---- Testo estratto

Molti anni dopo un procedimento penale contro ignoti militari tedeschi e italiani per “Violenza, omicidio, saccheggio, incendio, distruzione e grave danneggiamento” nei confronti di cittadini italiani per fatti avvenuti nel territorio di Ascoli Piceno dal 28/11/1943 all’18/06/1944, è stato archiviato nel 1999 per mancata identificazione degli autori del fatto. Tra essi anche l’eccidio di Marina di Massignano, l’ultimo in zona.

--------
---- Insieme di dati

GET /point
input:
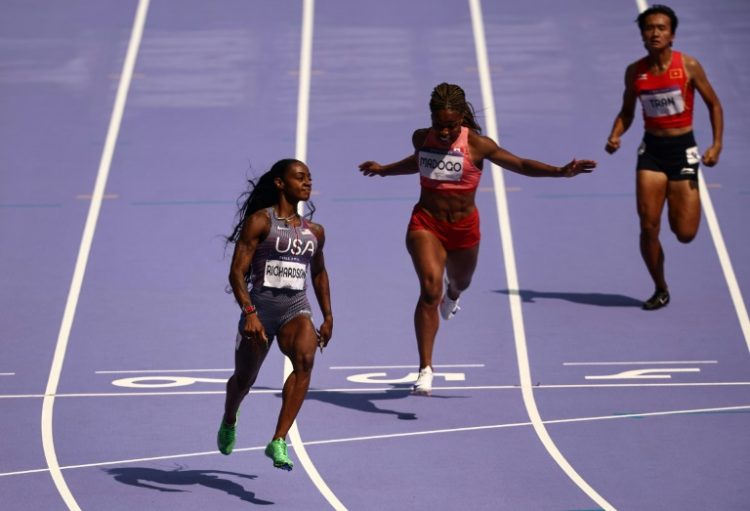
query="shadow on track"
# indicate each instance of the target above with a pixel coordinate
(598, 299)
(365, 401)
(144, 477)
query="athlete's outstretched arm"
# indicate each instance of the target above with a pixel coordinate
(321, 286)
(715, 112)
(488, 149)
(625, 116)
(254, 229)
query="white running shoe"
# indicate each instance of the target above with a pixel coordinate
(423, 385)
(448, 307)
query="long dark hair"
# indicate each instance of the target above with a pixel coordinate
(261, 194)
(448, 96)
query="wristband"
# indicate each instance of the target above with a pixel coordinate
(248, 309)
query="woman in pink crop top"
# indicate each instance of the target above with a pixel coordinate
(443, 233)
(668, 159)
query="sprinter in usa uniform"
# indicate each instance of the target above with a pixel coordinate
(274, 248)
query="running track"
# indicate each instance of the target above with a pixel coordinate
(128, 129)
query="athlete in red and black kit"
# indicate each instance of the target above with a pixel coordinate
(443, 233)
(668, 159)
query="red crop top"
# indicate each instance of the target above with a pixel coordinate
(667, 99)
(449, 168)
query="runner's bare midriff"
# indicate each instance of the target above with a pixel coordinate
(447, 206)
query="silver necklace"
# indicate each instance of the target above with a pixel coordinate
(284, 219)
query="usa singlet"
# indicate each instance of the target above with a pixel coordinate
(447, 168)
(667, 99)
(282, 260)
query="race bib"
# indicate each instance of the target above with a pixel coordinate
(441, 166)
(662, 102)
(285, 275)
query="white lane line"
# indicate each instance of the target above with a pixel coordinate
(303, 111)
(724, 409)
(643, 363)
(510, 269)
(406, 366)
(372, 390)
(83, 255)
(721, 249)
(149, 371)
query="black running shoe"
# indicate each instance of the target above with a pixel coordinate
(657, 301)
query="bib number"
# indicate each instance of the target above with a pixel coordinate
(285, 275)
(662, 102)
(441, 166)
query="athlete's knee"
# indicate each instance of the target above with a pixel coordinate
(431, 292)
(685, 236)
(460, 284)
(241, 381)
(650, 230)
(304, 362)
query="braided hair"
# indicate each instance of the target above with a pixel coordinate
(262, 194)
(448, 96)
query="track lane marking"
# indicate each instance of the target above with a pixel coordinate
(511, 273)
(84, 250)
(725, 409)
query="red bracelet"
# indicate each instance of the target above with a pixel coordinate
(248, 309)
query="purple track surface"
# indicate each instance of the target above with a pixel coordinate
(650, 410)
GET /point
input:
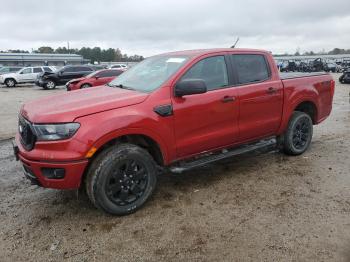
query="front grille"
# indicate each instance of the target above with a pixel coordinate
(26, 133)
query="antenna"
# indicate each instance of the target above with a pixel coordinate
(235, 43)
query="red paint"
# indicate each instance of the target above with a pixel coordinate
(199, 122)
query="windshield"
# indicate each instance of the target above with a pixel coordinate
(92, 74)
(150, 74)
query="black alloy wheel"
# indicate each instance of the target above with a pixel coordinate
(127, 182)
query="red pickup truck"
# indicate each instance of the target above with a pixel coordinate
(174, 111)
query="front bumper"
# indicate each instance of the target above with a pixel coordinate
(35, 171)
(40, 82)
(71, 86)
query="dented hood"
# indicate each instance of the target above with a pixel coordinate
(70, 105)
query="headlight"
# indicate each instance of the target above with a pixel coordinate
(55, 131)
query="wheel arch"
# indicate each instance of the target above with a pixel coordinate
(142, 140)
(309, 108)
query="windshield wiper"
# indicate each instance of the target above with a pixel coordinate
(121, 86)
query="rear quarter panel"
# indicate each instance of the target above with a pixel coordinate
(315, 89)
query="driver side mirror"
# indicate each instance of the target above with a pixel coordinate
(190, 87)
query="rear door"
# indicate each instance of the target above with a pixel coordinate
(206, 121)
(260, 96)
(82, 71)
(25, 75)
(36, 72)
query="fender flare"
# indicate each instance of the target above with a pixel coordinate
(134, 131)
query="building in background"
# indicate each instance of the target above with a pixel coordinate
(34, 59)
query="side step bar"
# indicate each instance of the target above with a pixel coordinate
(225, 153)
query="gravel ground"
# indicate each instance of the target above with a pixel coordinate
(256, 207)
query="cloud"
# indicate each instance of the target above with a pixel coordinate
(150, 27)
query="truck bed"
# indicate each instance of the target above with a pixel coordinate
(291, 75)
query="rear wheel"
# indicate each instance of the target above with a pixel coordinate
(50, 85)
(10, 82)
(299, 134)
(85, 86)
(121, 179)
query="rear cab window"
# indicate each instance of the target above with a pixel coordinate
(37, 70)
(250, 68)
(47, 69)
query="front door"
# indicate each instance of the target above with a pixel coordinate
(25, 75)
(260, 96)
(210, 120)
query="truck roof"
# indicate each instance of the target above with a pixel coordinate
(198, 52)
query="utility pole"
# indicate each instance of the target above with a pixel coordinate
(235, 43)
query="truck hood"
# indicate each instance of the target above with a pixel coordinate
(68, 106)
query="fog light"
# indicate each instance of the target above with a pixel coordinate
(53, 173)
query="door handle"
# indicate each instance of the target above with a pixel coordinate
(227, 99)
(271, 90)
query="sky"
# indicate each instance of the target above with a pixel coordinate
(147, 28)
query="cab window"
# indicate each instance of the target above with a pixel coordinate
(211, 70)
(37, 69)
(27, 71)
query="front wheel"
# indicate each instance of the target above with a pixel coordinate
(121, 179)
(85, 86)
(10, 82)
(299, 134)
(50, 85)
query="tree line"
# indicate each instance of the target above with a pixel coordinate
(95, 54)
(335, 51)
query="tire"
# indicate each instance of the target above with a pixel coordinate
(298, 136)
(10, 82)
(50, 85)
(85, 86)
(121, 179)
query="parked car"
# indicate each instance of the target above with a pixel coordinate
(330, 67)
(9, 69)
(25, 75)
(49, 80)
(119, 66)
(97, 78)
(345, 77)
(174, 111)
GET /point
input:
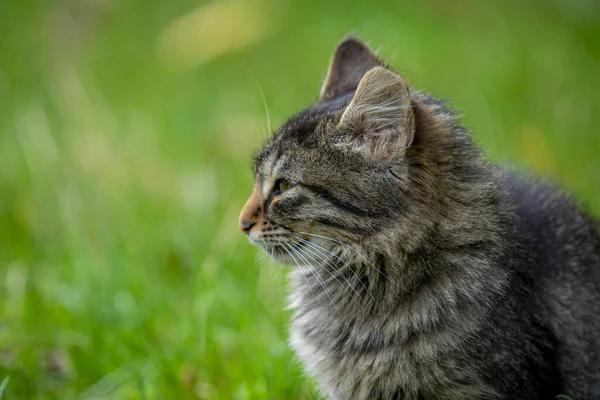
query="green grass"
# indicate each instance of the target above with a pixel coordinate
(124, 160)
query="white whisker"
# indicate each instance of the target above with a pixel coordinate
(352, 249)
(321, 281)
(332, 266)
(299, 267)
(325, 251)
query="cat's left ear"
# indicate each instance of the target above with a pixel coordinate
(379, 122)
(351, 60)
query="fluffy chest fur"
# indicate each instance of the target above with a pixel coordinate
(412, 348)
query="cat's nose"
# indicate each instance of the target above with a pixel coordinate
(251, 212)
(245, 225)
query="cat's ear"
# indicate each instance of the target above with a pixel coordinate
(379, 122)
(351, 60)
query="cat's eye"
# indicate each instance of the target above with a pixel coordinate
(281, 185)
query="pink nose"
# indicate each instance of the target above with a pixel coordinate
(245, 225)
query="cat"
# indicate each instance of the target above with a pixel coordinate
(421, 270)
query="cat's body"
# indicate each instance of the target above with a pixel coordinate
(423, 272)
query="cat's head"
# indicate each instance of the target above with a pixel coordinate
(337, 171)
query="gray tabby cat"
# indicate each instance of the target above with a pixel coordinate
(422, 270)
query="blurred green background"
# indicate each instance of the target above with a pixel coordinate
(126, 131)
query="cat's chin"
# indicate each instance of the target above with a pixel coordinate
(283, 253)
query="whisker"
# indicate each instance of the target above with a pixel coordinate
(352, 249)
(321, 281)
(299, 267)
(325, 251)
(320, 256)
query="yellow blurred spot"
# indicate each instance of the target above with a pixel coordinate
(535, 149)
(215, 29)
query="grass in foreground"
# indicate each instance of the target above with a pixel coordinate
(125, 142)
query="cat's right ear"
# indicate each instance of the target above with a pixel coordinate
(351, 60)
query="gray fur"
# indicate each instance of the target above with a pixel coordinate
(430, 273)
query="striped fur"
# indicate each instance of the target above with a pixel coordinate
(422, 271)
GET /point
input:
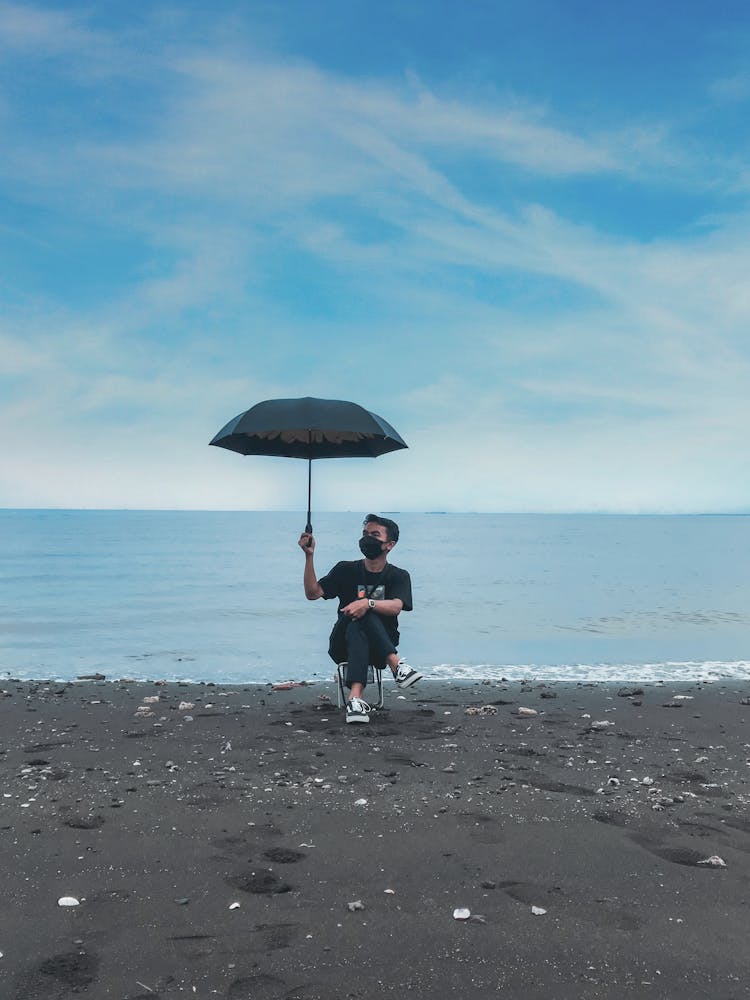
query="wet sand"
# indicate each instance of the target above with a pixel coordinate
(253, 847)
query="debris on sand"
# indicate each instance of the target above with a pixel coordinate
(713, 862)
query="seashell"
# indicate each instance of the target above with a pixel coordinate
(714, 862)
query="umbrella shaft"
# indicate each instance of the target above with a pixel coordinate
(308, 526)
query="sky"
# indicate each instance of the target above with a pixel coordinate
(515, 229)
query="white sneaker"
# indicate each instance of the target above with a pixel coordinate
(357, 710)
(406, 675)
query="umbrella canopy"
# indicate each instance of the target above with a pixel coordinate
(309, 428)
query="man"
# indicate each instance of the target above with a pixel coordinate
(371, 593)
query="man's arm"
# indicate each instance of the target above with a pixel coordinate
(313, 590)
(360, 607)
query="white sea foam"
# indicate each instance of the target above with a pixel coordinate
(646, 673)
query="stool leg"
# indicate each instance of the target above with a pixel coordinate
(340, 676)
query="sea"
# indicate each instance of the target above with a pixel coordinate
(217, 596)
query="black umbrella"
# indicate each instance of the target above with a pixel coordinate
(309, 428)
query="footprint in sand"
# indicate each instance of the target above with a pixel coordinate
(68, 972)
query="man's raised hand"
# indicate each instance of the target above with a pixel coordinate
(307, 542)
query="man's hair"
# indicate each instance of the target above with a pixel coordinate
(390, 526)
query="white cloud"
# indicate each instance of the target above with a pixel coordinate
(627, 391)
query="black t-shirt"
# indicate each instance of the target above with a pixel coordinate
(347, 579)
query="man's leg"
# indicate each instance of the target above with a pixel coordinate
(382, 650)
(358, 658)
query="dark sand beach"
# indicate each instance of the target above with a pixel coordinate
(253, 847)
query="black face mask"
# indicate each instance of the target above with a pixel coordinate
(370, 547)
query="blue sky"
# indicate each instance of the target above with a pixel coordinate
(516, 230)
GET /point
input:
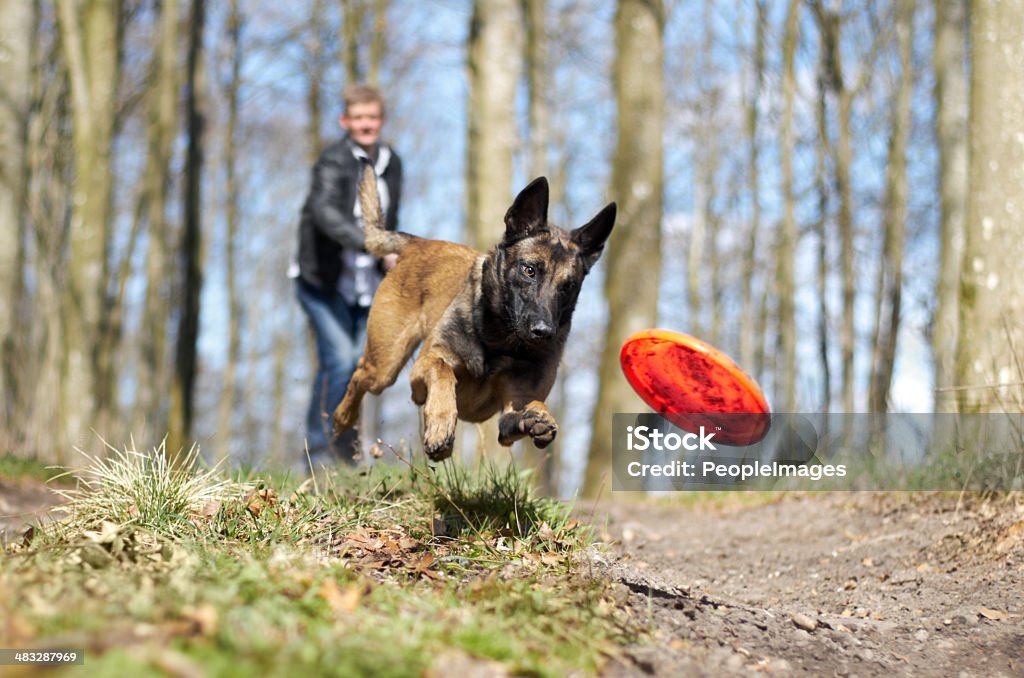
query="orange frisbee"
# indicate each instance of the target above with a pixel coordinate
(693, 384)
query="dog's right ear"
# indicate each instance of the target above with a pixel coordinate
(590, 238)
(528, 214)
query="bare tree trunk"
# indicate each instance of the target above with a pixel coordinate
(352, 12)
(535, 14)
(185, 357)
(227, 399)
(282, 349)
(890, 286)
(90, 36)
(636, 244)
(155, 376)
(378, 43)
(950, 129)
(747, 320)
(821, 188)
(785, 375)
(829, 26)
(39, 349)
(17, 19)
(991, 346)
(495, 67)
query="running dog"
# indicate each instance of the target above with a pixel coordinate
(493, 326)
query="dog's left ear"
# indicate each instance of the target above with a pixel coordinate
(590, 238)
(528, 214)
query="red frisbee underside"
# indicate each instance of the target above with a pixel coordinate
(693, 384)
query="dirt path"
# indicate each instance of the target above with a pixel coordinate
(880, 586)
(826, 585)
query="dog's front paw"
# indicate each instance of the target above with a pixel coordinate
(539, 425)
(438, 439)
(344, 418)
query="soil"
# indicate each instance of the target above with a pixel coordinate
(855, 584)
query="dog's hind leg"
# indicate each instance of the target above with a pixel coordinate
(379, 367)
(433, 387)
(534, 420)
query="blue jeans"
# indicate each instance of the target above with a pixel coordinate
(340, 331)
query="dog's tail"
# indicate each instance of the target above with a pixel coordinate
(379, 240)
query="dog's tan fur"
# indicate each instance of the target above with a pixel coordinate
(448, 296)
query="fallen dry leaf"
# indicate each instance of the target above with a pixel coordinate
(993, 615)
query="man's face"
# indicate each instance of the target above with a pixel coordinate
(364, 123)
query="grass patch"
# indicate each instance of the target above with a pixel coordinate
(386, 570)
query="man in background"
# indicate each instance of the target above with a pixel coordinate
(335, 277)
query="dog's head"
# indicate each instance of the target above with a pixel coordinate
(539, 267)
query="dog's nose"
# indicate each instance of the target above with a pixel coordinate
(541, 330)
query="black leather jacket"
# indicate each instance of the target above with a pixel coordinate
(328, 224)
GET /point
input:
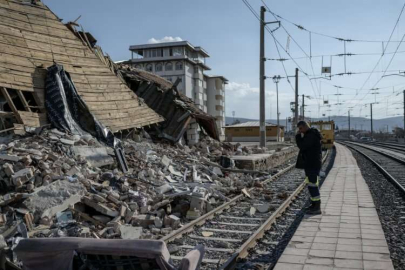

--------

- Consegne:
**a.** Secondo il testo estratto, in quale anno è stato archiviato il procedimento penale?
**b.** Ricopia senza modifiche il tratto del testo estratto che va da "Molti anni dopo" fino a "l’ultimo in zona.".

- Soluzioni per compito:
**a.** Nel 1999.

**b.**
Molti anni dopo un procedimento penale contro ignoti militari tedeschi e italiani per “Violenza, omicidio, saccheggio, incendio, distruzione e grave danneggiamento” nei confronti di cittadini italiani per fatti avvenuti nel territorio di Ascoli Piceno dal 28/11/1943 all’18/06/1944, è stato archiviato nel 1999 per mancata identificazione degli autori del fatto. Tra essi anche l’eccidio di Marina di Massignano, l’ultimo in zona.